Every record must be transcribed in its entirety, apart from the images, which are to be omitted.

☆ ☆ ☆ ☆ ☆

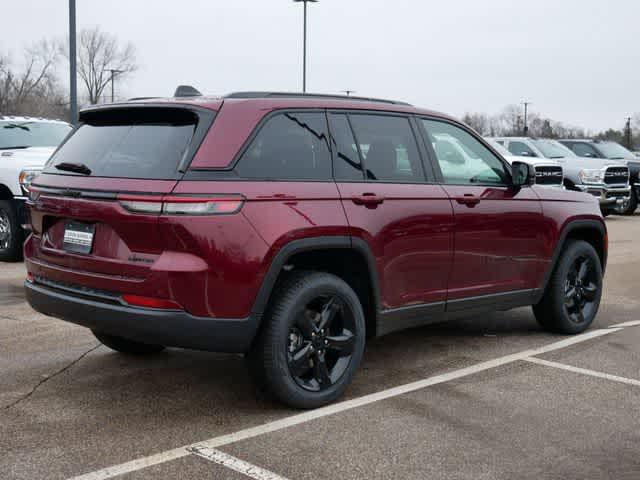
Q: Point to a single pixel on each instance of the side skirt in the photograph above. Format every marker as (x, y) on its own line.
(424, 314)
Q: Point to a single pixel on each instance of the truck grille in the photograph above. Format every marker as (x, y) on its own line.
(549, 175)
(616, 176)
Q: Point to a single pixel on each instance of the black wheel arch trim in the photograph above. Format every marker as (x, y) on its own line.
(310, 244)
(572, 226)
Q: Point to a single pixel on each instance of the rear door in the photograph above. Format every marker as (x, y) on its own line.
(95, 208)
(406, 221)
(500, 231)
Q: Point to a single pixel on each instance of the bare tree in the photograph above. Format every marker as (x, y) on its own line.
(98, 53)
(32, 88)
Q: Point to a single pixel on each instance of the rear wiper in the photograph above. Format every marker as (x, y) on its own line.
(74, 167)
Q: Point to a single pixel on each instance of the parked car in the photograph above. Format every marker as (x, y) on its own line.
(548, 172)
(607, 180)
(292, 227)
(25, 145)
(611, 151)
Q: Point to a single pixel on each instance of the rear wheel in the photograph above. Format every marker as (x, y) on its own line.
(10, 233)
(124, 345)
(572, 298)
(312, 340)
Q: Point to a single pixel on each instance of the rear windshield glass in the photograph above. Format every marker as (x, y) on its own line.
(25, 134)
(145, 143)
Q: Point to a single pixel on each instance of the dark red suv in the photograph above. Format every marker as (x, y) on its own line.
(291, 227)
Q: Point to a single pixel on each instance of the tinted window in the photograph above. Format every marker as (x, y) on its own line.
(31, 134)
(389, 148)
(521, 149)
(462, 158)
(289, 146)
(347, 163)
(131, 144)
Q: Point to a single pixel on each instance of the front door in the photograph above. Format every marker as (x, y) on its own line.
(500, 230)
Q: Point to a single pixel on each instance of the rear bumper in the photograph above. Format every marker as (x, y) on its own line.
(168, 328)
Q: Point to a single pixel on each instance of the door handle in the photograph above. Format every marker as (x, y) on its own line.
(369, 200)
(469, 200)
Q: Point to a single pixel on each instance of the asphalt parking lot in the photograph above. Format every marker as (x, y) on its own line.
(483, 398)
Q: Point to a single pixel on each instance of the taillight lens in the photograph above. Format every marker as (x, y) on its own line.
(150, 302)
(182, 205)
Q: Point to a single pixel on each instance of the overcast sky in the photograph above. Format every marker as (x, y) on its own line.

☆ ☆ ☆ ☆ ☆

Answer:
Q: Point to a single pixel on each instance of the side skirt in the photograph above. Format every marker as (x, y) on its own line.
(424, 314)
Q: Point to a single pixel on each instance of the truck grille in the photograph above. Format every marker as (x, y) on its own line.
(549, 175)
(616, 176)
Q: Point to a single pixel on each instance of the black wheel arch trim in the photograph above. Format every marker as (x, y) on its own line.
(310, 244)
(572, 226)
Q: Point to a single pixel on each instance of the rear door in the photograph above. Format every marker as (x, y) on its own line.
(95, 208)
(406, 221)
(500, 231)
Q: Point to a single pixel on each instance of the bare tree in the photograph above. Format every marker as (x, y) on its own line.
(98, 53)
(32, 88)
Q: Point to a single pixel on each instance of the rear wiper in the photograph above. Format every marker as (x, y) on its own line.
(74, 167)
Q: Point to a single pixel on each instance of the parked car in the photograph above. Format every marker as (x, y) on its own line.
(548, 172)
(607, 180)
(292, 227)
(25, 145)
(611, 151)
Q: Point to a single pixel on each instance of the rear wheel in the photograph above. Format every marker as (x, y) on its own line.
(10, 233)
(124, 345)
(572, 298)
(312, 340)
Q: Point to a single pixel on each instance of the rear windshield glass in the photograph above. Format every marker as (x, y) on its own line.
(25, 134)
(145, 143)
Q: Point to a single pixel on each instance of the dark red suv in the photograph above. Format every marker as (x, y) on its own line.
(291, 227)
Q: Point to a single pixel on each instance of the tinted window in the photograph above. Format every marker as (x, y) on its own line.
(31, 134)
(389, 148)
(521, 149)
(462, 158)
(289, 146)
(347, 163)
(131, 144)
Q: Point to a single pixel on each instance of the front door in the photograph above. Format every marker as (x, y) on its own line.
(500, 230)
Q: Point to a single pixel on each instance of the rear bumper in the photograph above. Format every marker as (x, y) on its own line.
(168, 328)
Q: Point to a single pixel on each instance of the door handle in the photograph above. Format every marker as (x, y) on its own line.
(369, 200)
(469, 200)
Q: Point to a single pixel on each instance of the asphalt parking lot in the photograph above. Format every marker as (x, y) on its own line.
(483, 398)
Q: Point to a single pixel on each instance of the taillight lens in the photograph above. Format every marker as (x, y) on its own line.
(150, 302)
(182, 205)
Q: Point to a single pixel on each instance of the overcast sky in the photograph above. Format every marker as (x, y) on its own line.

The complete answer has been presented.